Consegne >>
1. Nell'estratto sulla Convenzione, elenca le circostanze da cui è emersa la qualità legata al concetto di pacchetto.
2. Prosegui l'estratto sulla Convenzione e il concetto di pacchetto con qualche frase dopo l'ultima.

Estratto del documento >>
E', tuttavia, il concetto di “pacchetto”, sui cui poggia la Convenzione, è la sua
più significativa qualità, e ha contribuito in particolar modo al notevole successo
della stessa. Questa qualità è frutto di una singolare natura delle circostanze da cui è
emerso, tra cui la stretta interrelazione delle diverse questioni in gioco, il gran
numero di Stati partecipanti e il gran numero d’interessi spesso in conflitto, poiché
spesso trasversali alle tradizionali linee di negoziato regionale. Inoltre, il forte
desiderio che la Convenzione sia flessibile e pratica, al fine di garantirne la durata nel
tempo, ed eviti di ledere la sovranità degli Stati membri, è stato riconosciuto come un
altro importante traguardo. Tutti questi fattori hanno richiesto che ogni singola
disposizione del testo sia soppesata nel contesto totale, per produrre un testo
equilibrato che abbia la valenza di fornire una base per la sua universalità. Il concetto
di pacchetto ha pervaso tutti i lavori della Convenzione e, di fatto, permea il diritto
del mare, come esiste oggi.

Dati >>
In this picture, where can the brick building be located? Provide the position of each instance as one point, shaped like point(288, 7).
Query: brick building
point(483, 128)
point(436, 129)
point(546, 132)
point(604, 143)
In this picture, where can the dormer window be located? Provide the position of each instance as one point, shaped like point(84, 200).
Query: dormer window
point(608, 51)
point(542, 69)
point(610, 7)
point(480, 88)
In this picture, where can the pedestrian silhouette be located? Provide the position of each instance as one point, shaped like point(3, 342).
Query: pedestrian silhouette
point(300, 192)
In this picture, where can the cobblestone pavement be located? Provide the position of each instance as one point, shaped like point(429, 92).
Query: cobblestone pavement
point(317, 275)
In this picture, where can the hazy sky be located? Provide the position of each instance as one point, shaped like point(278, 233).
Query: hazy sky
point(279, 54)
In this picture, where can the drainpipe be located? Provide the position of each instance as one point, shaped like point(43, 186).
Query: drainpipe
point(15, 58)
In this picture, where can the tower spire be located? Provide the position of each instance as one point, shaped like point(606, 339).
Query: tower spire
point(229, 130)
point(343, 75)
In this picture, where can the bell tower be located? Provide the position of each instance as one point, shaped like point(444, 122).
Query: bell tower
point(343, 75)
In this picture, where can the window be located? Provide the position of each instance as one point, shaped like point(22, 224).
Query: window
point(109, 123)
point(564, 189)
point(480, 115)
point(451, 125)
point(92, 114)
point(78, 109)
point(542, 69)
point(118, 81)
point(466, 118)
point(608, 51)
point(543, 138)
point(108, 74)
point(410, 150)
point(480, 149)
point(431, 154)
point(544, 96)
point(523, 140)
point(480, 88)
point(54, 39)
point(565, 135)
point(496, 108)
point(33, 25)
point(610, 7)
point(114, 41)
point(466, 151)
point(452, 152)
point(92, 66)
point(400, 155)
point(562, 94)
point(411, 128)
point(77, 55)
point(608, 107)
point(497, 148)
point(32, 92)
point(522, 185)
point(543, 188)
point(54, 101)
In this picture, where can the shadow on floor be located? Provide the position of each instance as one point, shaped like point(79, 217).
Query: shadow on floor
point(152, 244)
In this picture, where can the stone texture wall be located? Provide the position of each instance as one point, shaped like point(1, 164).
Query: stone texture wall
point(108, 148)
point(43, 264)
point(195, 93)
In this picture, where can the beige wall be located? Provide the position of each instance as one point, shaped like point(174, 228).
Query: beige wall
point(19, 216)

Soluzioni >>
1.
- la stretta interrelazione delle diverse questioni in gioco
- il gran numero di Stati partecipanti
- il gran numero d'interessi spesso in conflitto

2.
Al momento 157 Stati hanno firmato la Convenzione, 26 senza sbocco sul mare e
149 costieri. La Comunità Europea ha firmato e ratificato, gli Stati Uniti hanno
firmato ma il Senato americano non l'ha ancora ratificata, ne hanno accettata una
versione modificata, poiché applicano anche il F.O.N., Freedom of Navigation
Program, volto a contestare eventuali pretese su acque internazionali. L'Italia ha
ratificato la convenzione a mezzo della legge del 2 dicembre 1994, n. 689.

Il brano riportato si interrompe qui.